» **Extracted entries**
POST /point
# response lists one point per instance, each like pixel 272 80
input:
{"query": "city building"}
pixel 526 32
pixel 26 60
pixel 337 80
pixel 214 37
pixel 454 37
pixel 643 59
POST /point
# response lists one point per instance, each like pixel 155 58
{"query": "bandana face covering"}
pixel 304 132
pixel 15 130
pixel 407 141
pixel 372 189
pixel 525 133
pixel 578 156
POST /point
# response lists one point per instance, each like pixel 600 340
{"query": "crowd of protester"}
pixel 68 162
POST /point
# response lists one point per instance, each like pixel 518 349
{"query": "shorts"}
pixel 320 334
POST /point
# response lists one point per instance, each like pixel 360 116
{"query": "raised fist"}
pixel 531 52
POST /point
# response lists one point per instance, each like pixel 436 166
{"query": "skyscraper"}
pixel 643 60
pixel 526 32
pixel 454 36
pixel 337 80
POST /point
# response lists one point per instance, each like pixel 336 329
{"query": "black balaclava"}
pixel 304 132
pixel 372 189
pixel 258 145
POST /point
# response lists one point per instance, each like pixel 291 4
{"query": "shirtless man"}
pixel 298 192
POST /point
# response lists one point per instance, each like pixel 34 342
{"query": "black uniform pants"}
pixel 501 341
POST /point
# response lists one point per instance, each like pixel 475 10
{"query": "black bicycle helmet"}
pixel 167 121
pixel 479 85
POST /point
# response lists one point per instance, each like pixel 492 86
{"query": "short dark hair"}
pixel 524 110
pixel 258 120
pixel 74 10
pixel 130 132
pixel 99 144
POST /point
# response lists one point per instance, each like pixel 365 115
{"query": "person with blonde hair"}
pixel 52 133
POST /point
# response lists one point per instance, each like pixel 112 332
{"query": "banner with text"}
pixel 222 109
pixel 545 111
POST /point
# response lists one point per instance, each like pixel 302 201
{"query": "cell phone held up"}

» **Work task**
Your reply should be all of the data, returned exactly.

» **Solved problem**
POST /point
# response lists one point per instance, each like pixel 272 80
input:
{"query": "city building"}
pixel 526 32
pixel 26 60
pixel 337 80
pixel 214 37
pixel 454 37
pixel 643 59
POST /point
# response lists one point per instance, each like pixel 155 58
{"query": "bandana face covering"}
pixel 304 132
pixel 15 130
pixel 407 141
pixel 372 189
pixel 525 133
pixel 578 156
POST /point
# response lists one point per instance, each like pixel 600 340
{"query": "crowd of protester"}
pixel 68 162
POST /point
# response lists one point per instance, each like pixel 518 349
{"query": "shorts"}
pixel 320 334
POST /point
# response lists one point per instance, each like pixel 360 116
{"query": "raised fist"}
pixel 531 52
POST /point
# response lists one point per instance, each like pixel 436 166
{"query": "skyscraper"}
pixel 643 60
pixel 526 32
pixel 454 36
pixel 337 80
POST /point
# response lists one point per instance, each like pixel 336 329
{"query": "black balaclava"}
pixel 304 132
pixel 372 189
pixel 258 145
POST /point
# response lists one point per instance, each like pixel 291 4
{"query": "shirtless man"}
pixel 298 192
POST /point
# response lists one point per instance, each like pixel 34 342
{"query": "black uniform pants"}
pixel 501 341
POST /point
# response lists one point per instance, each like pixel 475 10
{"query": "black bicycle helmet"}
pixel 167 121
pixel 479 85
POST /point
# response lists one point per instance, each like pixel 492 86
{"query": "short dark hair"}
pixel 524 110
pixel 258 120
pixel 74 10
pixel 130 132
pixel 99 144
POST /point
# response lists one point per instance, each like pixel 365 115
{"query": "person with blonde hair"}
pixel 52 133
POST /point
# response lists one point per instance, each like pixel 112 332
{"query": "banner with text"}
pixel 222 109
pixel 545 111
POST /point
# response lists one point per instance, each like pixel 302 201
{"query": "cell phone held up"}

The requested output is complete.